--- START ---

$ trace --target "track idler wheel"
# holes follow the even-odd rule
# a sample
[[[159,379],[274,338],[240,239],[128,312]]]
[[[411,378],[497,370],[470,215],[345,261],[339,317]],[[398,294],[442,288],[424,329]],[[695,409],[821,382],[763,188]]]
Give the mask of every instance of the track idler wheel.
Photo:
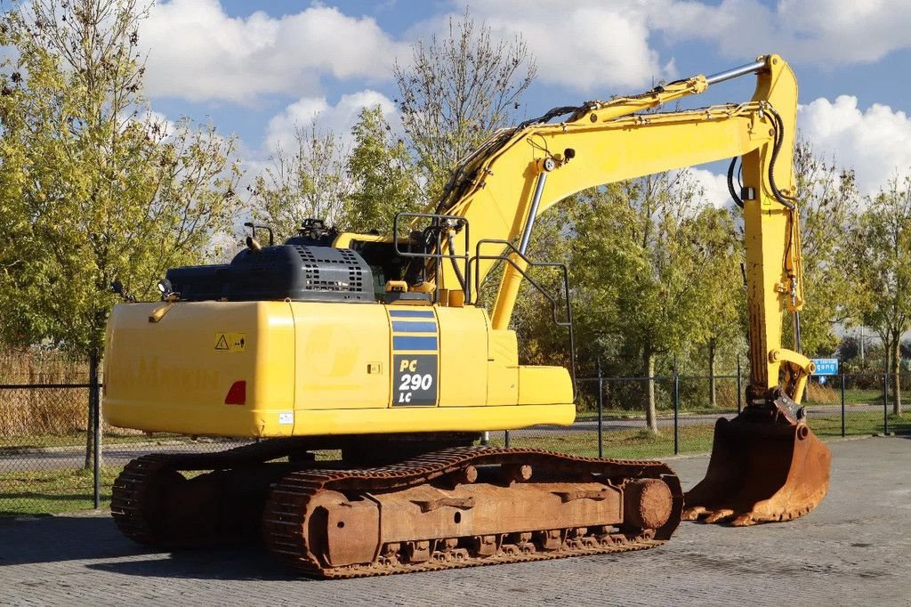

--- END ---

[Exercise directions] Please copy the data above line for line, without changing anything, and leave the picture out of your answer.

[Output below]
$ trace --target "track idler wheel"
# holes follow the even-odd rule
# a sample
[[[159,379],[274,338],[240,239],[128,312]]]
[[[411,378],[497,370],[470,215],[345,261],[339,317]],[[398,294],[442,288],[424,329]],[[695,409],[821,382],[763,188]]]
Give the mask of every instance of the track idler wheel.
Photo:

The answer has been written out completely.